● **Exercise aim**:
Retype all of the data shown below, keeping every character the same.

Stored items:
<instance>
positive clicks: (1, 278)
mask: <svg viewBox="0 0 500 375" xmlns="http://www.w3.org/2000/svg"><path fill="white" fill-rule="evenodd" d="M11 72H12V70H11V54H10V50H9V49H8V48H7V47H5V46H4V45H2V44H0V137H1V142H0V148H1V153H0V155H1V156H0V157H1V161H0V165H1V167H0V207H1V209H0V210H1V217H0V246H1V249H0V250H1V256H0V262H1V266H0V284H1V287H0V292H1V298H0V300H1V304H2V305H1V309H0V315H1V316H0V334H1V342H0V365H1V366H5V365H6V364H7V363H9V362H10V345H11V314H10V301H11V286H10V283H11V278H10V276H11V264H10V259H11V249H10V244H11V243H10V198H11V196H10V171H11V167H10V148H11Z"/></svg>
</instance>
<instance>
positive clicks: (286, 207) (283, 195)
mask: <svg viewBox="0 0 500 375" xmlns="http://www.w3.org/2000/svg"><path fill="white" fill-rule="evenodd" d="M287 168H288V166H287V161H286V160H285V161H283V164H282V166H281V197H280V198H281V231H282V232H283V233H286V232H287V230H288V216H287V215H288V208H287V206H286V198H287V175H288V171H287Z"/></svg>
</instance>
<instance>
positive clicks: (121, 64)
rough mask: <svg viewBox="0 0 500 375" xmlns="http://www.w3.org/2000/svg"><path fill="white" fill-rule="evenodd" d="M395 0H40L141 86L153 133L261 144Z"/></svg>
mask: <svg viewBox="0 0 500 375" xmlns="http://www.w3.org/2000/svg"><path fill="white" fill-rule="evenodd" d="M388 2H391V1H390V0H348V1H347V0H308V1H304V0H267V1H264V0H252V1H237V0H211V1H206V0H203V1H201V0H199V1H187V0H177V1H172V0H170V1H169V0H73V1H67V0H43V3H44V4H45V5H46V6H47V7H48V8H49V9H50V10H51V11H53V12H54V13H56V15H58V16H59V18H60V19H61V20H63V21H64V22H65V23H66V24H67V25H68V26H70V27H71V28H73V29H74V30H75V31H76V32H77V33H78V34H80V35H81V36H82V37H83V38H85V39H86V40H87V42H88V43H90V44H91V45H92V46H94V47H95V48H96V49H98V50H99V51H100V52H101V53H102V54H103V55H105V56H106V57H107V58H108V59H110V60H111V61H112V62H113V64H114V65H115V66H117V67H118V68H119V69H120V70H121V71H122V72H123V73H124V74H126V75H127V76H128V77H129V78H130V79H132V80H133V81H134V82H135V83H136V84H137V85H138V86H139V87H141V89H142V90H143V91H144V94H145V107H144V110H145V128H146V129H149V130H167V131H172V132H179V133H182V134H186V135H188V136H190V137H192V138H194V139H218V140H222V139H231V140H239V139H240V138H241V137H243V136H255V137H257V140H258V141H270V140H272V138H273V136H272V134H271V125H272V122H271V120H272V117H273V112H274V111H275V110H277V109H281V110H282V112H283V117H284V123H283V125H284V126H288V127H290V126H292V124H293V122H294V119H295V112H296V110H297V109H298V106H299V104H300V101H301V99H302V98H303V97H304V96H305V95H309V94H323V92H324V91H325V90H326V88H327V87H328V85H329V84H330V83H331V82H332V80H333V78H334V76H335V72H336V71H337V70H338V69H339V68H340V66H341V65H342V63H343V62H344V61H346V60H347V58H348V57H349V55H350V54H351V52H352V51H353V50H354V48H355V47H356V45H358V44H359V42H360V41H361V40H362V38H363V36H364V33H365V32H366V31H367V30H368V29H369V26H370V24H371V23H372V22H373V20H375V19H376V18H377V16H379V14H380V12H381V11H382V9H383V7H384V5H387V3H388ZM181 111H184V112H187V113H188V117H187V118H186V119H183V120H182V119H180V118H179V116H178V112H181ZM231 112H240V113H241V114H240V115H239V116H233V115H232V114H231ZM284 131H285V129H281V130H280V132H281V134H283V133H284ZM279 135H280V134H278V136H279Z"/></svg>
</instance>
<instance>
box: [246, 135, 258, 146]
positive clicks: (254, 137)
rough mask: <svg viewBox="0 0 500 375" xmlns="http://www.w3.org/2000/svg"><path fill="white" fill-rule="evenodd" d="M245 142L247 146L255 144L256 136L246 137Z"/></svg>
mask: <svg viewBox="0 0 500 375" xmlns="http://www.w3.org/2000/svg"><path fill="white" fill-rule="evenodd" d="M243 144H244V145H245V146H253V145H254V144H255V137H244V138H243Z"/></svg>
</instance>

● **Exercise response**:
<instance>
positive clicks: (1, 278)
mask: <svg viewBox="0 0 500 375" xmlns="http://www.w3.org/2000/svg"><path fill="white" fill-rule="evenodd" d="M11 72H12V70H11V54H10V50H9V49H8V48H7V47H5V46H4V45H2V44H0V137H1V142H0V148H1V153H0V155H1V156H0V157H1V161H0V165H1V167H0V207H1V209H0V210H1V217H0V246H1V249H0V250H1V256H0V262H1V266H0V284H1V287H0V292H1V298H0V300H1V304H2V305H1V309H0V315H1V316H0V334H1V342H0V365H1V366H5V365H6V364H7V363H9V362H10V345H11V314H10V301H11V286H10V283H11V278H10V276H11V264H10V259H11V249H10V244H11V243H10V198H11V196H10V171H11V167H10V148H11Z"/></svg>
</instance>
<instance>
positive clicks: (286, 207) (283, 195)
mask: <svg viewBox="0 0 500 375" xmlns="http://www.w3.org/2000/svg"><path fill="white" fill-rule="evenodd" d="M287 168H288V166H287V161H286V160H285V161H283V164H282V166H281V197H280V198H281V231H282V232H283V233H286V232H287V230H288V216H287V215H288V208H287V206H286V198H287V175H288V171H287Z"/></svg>
</instance>
<instance>
positive clicks: (121, 64)
rough mask: <svg viewBox="0 0 500 375" xmlns="http://www.w3.org/2000/svg"><path fill="white" fill-rule="evenodd" d="M395 0H40L141 86L153 133L261 144Z"/></svg>
mask: <svg viewBox="0 0 500 375" xmlns="http://www.w3.org/2000/svg"><path fill="white" fill-rule="evenodd" d="M388 2H391V1H390V0H348V1H347V0H308V1H304V0H267V1H264V0H252V1H237V0H211V1H206V0H203V1H201V0H199V1H187V0H177V1H172V0H170V1H169V0H73V1H67V0H43V3H44V4H45V5H46V6H47V7H48V8H49V9H50V10H51V11H53V12H54V13H56V15H58V16H59V18H60V19H61V20H63V21H64V22H65V23H66V24H67V25H68V26H70V27H71V28H73V29H74V30H75V31H76V32H77V33H78V34H80V35H81V36H82V37H83V38H85V39H86V40H87V42H88V43H90V44H91V45H92V46H94V47H95V48H96V49H98V50H99V51H100V52H101V53H102V54H103V55H105V56H106V57H107V58H108V59H110V60H111V61H112V62H113V64H114V65H115V66H117V67H118V68H119V69H120V70H121V71H122V72H123V73H124V74H126V75H127V76H128V77H129V78H130V79H132V80H133V81H134V82H135V83H136V84H137V85H138V86H139V87H141V89H142V90H143V91H144V94H145V107H144V110H145V128H146V129H149V130H167V131H172V132H179V133H182V134H186V135H188V136H190V137H192V138H194V139H218V140H222V139H231V140H239V139H240V138H241V137H243V136H255V137H257V140H258V141H270V140H272V138H273V136H272V134H271V125H272V122H271V120H272V117H273V112H274V111H275V110H277V109H281V110H282V112H283V117H284V123H283V125H284V126H288V127H290V126H292V124H293V122H294V119H295V112H296V110H297V109H298V106H299V104H300V101H301V99H302V98H303V97H304V96H305V95H309V94H323V92H324V91H325V90H326V88H327V87H328V85H329V84H330V83H331V82H332V80H333V78H334V76H335V72H336V71H337V70H338V69H339V68H340V66H341V65H342V63H343V62H344V61H346V60H347V58H348V57H349V55H350V54H351V52H352V51H353V50H354V48H355V47H356V45H358V44H359V42H360V41H361V40H362V38H363V36H364V33H365V32H366V31H367V30H368V29H369V26H370V24H371V23H372V22H373V20H375V19H376V18H377V16H379V14H380V12H381V11H382V9H383V7H384V5H387V3H388ZM181 111H184V112H187V113H188V117H187V118H186V119H183V120H182V119H180V118H179V116H178V112H181ZM231 112H240V113H241V114H240V115H239V116H233V115H232V114H231ZM284 131H285V129H281V130H280V132H281V134H283V133H284ZM279 135H280V134H278V136H279Z"/></svg>
</instance>
<instance>
box: [246, 135, 258, 146]
positive clicks: (254, 137)
rough mask: <svg viewBox="0 0 500 375" xmlns="http://www.w3.org/2000/svg"><path fill="white" fill-rule="evenodd" d="M245 142L247 146L255 144L256 136L246 137Z"/></svg>
mask: <svg viewBox="0 0 500 375" xmlns="http://www.w3.org/2000/svg"><path fill="white" fill-rule="evenodd" d="M243 144H244V145H245V146H253V145H254V144H255V137H244V138H243Z"/></svg>
</instance>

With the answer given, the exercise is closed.